任务要求 >> 把下面全部条目一字不差地逐行复写一遍。
# # # # #
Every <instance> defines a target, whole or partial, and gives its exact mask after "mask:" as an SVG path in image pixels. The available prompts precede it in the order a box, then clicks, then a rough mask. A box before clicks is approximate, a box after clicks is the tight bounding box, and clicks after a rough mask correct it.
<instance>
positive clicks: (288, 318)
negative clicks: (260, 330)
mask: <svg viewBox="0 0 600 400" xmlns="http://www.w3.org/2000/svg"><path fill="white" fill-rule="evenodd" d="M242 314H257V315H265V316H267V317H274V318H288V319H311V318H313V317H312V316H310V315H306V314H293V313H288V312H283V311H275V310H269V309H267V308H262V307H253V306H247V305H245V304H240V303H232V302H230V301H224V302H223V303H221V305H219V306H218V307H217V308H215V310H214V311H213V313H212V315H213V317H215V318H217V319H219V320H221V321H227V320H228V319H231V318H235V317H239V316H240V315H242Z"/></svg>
# # # # #
书面解答 >>
Every <instance> defines a target, whole or partial, and gives its exact mask after "mask:" as an SVG path in image pixels. The available prompts precede it in the order a box, then clicks, then a rough mask. A box before clicks is approximate, a box after clicks is the tight bounding box, and clicks after a rough mask correct it.
<instance>
positive clicks: (288, 318)
negative clicks: (260, 330)
mask: <svg viewBox="0 0 600 400" xmlns="http://www.w3.org/2000/svg"><path fill="white" fill-rule="evenodd" d="M242 314H257V315H265V316H267V317H274V318H288V319H311V318H313V317H312V316H310V315H306V314H293V313H288V312H283V311H275V310H269V309H267V308H262V307H253V306H247V305H245V304H240V303H232V302H230V301H224V302H223V303H221V305H219V306H218V307H217V308H215V310H214V311H213V313H212V315H213V317H215V318H217V319H219V320H221V321H227V320H228V319H231V318H235V317H239V316H240V315H242Z"/></svg>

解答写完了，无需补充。